*Aim of the task*.
Extract every line starting at the line that contains "Target: dark tree cluster" and ending with the final line of the data, inclusive; give only those lines, word for word.

*Items*.
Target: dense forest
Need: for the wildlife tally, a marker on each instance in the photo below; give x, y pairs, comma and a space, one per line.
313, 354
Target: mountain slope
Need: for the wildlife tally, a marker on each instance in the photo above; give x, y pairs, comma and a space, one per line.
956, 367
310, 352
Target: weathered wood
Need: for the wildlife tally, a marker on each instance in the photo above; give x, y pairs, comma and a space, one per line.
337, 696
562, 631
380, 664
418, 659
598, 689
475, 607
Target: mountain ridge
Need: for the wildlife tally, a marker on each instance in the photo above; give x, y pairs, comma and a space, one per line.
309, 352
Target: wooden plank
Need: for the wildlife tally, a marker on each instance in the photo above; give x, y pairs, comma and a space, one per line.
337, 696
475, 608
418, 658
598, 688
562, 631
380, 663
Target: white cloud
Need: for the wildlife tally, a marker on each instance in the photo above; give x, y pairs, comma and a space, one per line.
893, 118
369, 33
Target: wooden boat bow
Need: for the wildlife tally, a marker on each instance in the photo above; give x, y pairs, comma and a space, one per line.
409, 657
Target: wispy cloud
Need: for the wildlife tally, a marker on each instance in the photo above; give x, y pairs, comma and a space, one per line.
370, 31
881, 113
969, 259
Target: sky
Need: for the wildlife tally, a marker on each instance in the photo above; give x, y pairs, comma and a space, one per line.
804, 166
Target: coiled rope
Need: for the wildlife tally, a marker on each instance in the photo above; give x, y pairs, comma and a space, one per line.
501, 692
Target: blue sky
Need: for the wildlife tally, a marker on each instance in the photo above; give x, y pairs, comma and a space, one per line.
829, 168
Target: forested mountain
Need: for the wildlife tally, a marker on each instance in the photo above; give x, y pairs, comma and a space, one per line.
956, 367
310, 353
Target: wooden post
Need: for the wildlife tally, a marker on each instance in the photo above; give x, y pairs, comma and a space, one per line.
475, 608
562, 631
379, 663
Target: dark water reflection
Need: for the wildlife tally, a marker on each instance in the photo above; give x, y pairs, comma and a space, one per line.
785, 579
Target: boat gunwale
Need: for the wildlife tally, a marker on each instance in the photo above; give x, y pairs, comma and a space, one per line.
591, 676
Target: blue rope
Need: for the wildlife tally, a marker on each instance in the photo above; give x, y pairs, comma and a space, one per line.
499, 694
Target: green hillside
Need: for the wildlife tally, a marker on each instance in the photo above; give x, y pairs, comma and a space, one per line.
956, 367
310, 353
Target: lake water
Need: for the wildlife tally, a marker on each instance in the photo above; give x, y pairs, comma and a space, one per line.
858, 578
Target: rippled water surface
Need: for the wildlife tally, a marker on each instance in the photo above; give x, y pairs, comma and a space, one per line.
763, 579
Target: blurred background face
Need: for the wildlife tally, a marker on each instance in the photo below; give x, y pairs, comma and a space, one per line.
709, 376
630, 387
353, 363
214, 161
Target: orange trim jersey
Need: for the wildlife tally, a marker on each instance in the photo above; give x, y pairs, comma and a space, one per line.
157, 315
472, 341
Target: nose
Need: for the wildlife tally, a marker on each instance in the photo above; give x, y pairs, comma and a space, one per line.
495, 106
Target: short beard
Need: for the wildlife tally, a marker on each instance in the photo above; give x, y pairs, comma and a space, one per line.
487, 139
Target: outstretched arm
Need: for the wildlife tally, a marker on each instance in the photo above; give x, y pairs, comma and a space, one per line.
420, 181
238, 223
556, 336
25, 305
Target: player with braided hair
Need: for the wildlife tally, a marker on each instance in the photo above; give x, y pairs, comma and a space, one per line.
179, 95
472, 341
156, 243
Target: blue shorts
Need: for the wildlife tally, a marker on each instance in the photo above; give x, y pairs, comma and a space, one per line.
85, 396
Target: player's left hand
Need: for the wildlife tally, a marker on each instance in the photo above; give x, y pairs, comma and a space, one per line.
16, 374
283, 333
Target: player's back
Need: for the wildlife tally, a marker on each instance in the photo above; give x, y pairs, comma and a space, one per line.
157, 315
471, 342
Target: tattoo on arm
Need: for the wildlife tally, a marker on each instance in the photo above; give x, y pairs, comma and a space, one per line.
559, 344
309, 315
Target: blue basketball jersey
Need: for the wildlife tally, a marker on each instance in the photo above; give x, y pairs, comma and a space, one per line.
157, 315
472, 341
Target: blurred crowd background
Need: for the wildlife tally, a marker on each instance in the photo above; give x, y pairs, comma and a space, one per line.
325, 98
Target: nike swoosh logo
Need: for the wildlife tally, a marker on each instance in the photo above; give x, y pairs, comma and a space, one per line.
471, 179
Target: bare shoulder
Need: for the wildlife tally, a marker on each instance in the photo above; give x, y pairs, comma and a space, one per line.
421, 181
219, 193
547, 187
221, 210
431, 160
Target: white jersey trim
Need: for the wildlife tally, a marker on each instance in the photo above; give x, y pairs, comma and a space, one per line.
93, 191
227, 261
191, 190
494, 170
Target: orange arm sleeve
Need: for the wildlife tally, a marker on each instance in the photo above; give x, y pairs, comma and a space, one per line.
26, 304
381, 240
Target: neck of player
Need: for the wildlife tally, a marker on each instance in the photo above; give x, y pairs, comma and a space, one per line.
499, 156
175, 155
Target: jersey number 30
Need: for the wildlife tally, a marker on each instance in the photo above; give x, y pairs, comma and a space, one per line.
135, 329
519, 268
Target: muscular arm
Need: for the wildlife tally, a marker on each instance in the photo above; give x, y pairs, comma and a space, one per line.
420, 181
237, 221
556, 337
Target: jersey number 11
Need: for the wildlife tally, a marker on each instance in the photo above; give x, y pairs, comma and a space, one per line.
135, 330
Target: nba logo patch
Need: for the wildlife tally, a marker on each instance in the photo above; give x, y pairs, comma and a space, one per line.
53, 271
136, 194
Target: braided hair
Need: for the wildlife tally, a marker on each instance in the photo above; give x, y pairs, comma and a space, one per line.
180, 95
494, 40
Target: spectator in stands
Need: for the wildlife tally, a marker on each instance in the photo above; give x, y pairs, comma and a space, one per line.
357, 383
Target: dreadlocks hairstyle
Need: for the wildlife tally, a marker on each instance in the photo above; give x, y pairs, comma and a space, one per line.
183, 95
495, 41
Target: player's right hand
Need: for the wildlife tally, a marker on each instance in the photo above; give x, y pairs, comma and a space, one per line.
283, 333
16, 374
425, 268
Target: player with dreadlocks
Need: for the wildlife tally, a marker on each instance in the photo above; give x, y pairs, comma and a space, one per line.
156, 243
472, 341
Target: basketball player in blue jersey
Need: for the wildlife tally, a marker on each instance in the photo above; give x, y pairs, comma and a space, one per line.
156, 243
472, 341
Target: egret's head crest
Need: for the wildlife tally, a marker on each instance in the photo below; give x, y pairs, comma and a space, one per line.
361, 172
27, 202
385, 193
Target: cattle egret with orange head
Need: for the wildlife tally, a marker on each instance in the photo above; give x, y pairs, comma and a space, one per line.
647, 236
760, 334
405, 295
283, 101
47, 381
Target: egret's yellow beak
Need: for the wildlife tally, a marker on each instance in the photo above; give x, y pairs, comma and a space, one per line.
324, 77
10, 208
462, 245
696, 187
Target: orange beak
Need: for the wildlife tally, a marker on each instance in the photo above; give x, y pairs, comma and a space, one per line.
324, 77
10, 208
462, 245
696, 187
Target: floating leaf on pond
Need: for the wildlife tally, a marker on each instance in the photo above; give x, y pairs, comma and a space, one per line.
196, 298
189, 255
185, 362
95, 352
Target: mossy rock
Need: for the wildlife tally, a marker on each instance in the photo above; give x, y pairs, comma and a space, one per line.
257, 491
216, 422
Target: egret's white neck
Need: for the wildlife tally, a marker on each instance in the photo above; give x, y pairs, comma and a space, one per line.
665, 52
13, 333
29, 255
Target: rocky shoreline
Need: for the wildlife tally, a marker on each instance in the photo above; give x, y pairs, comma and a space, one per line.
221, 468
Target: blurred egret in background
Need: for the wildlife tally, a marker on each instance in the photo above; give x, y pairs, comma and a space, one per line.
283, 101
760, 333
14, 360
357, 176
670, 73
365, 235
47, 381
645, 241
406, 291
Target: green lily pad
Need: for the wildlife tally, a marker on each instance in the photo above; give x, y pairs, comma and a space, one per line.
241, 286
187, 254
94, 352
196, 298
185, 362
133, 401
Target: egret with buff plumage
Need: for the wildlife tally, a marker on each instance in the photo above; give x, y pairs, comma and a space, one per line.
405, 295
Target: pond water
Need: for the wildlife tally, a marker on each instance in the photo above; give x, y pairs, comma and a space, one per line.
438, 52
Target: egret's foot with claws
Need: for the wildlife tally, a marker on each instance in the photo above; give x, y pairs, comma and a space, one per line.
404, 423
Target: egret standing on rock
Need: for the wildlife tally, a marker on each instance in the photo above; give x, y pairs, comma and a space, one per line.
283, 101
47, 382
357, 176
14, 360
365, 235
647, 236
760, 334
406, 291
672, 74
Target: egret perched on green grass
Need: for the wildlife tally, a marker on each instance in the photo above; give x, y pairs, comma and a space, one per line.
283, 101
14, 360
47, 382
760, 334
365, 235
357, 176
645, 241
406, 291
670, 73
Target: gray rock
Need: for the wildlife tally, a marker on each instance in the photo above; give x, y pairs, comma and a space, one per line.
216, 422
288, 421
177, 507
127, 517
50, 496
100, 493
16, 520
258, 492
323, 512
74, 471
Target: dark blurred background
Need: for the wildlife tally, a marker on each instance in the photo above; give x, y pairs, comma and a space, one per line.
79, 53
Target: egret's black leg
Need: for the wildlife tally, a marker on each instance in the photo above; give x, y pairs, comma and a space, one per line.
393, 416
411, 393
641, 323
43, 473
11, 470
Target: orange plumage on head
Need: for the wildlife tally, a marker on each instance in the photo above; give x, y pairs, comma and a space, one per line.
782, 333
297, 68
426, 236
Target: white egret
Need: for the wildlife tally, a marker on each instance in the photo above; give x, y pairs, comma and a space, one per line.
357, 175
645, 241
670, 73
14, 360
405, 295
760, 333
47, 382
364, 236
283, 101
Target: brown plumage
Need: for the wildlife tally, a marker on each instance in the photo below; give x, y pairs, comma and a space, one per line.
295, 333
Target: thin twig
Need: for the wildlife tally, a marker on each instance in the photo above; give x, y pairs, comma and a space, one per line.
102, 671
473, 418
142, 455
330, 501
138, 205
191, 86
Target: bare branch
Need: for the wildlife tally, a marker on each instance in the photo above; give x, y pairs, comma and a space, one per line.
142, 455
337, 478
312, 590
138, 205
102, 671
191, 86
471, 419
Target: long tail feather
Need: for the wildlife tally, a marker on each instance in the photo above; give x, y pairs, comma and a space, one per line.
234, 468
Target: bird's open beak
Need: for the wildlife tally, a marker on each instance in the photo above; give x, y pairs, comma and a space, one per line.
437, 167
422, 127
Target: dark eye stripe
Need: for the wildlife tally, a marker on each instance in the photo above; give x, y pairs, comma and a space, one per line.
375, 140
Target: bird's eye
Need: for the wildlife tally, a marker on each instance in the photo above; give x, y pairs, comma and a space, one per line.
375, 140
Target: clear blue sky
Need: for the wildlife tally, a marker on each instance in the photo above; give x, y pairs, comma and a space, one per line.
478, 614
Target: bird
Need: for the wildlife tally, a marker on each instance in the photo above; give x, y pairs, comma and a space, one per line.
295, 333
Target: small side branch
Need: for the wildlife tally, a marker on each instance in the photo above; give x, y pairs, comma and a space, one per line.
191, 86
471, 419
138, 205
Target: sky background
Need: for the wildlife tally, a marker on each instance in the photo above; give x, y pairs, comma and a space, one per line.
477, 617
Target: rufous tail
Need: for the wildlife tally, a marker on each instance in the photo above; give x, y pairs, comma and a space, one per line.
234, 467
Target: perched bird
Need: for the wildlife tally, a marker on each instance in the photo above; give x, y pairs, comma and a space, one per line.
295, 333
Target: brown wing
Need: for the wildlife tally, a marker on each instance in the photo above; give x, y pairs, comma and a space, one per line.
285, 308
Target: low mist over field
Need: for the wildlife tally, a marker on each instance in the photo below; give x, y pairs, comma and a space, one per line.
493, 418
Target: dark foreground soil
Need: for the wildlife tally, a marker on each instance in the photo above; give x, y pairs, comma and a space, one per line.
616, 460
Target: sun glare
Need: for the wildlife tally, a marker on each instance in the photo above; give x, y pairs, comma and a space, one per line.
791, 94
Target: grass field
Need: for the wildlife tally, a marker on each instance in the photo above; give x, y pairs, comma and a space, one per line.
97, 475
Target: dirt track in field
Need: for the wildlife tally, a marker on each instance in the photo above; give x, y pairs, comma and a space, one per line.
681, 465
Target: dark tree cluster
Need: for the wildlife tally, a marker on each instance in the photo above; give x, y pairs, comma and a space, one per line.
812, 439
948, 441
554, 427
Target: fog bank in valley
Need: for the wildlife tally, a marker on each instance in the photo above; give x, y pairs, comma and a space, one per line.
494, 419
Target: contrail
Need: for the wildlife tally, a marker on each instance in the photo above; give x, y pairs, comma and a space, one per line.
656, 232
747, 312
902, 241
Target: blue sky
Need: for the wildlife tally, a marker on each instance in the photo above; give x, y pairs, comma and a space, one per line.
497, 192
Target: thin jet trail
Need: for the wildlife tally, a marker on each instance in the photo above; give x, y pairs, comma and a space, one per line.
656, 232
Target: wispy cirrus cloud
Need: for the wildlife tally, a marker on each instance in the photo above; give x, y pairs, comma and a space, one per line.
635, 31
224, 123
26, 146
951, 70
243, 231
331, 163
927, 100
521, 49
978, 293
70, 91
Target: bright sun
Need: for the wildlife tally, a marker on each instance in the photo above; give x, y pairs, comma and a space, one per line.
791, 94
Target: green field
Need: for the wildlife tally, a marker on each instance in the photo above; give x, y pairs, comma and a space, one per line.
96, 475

*Right answer*.
Target: dark tree cluster
Need: for the wildlife tally, a marker on each instance in the photo above; give x, y pairs, comma and a space, one per line.
812, 439
948, 441
554, 427
Target: fog bank in valley
Need: for the wildlife tally, a marker on each instance in the photo above; give x, y pairs, comma and a space, one per line.
494, 419
Target: contrail
Need: for the wildlife tally, a marker on each instance in the photo above; give x, y pairs, comma and a space, one per line.
656, 232
747, 312
902, 241
Target: blue sky
Need: for the wildlife tally, a marker on each instance in the photo above; give x, y pairs, comma and a space, one per line.
497, 192
Target: thin jet trail
Need: for the wildlife tally, a marker on each instance in the photo above; give x, y pairs, comma and a space, one per line.
656, 232
Target: wispy cirrus cloud
Need: for the wildlife tally, a marker on each instance in the photo above; give x, y pairs, comma and a space, one per line.
635, 31
224, 123
26, 146
951, 70
243, 231
331, 163
927, 100
521, 49
978, 293
70, 91
Target: bright sun
Need: for the wildlife tally, a marker on each instance in the photo above; give x, y pairs, comma and a space, one per line.
791, 94
Target: green field
Need: for the wildlife tally, a marker on each instance in the photo above; give x, y pairs, comma and a space, one per line.
96, 475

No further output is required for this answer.